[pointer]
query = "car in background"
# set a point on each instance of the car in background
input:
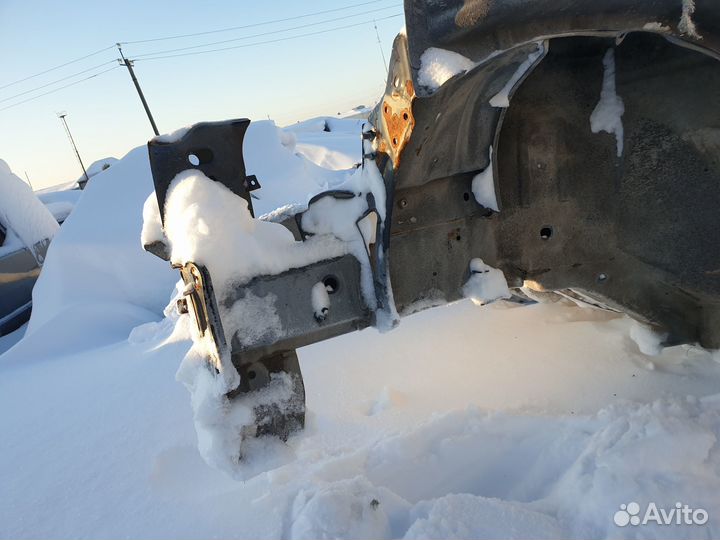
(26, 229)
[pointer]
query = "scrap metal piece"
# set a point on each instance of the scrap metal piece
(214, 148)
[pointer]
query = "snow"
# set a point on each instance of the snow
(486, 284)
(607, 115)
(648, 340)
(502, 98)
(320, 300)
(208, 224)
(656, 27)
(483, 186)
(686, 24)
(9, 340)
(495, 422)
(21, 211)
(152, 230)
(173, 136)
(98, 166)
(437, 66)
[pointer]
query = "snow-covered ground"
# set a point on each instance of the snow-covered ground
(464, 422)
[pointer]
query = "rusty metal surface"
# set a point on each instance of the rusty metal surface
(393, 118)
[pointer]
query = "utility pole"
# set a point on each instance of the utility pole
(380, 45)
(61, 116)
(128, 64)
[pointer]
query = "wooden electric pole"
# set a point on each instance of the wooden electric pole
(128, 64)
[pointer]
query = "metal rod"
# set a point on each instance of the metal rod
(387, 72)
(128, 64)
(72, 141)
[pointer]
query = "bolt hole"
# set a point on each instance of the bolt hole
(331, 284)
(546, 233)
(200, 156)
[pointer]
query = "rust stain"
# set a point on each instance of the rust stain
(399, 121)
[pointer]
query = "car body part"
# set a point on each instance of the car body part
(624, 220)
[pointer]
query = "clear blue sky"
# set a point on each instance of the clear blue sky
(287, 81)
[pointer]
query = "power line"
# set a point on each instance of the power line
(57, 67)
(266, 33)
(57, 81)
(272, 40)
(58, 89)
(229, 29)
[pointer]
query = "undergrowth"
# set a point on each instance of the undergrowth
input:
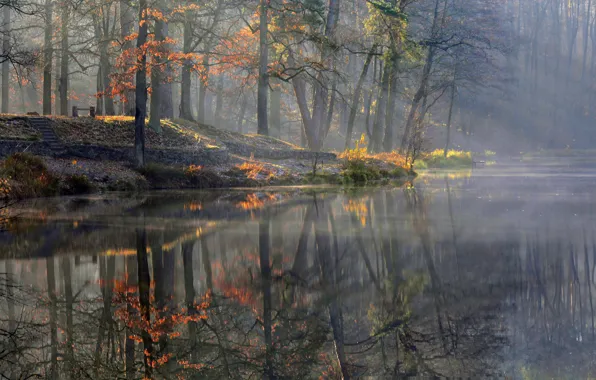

^^^^

Your answer should consist of all lines above that include the string "background".

query = "car in background"
# set a point on each instance of the car in background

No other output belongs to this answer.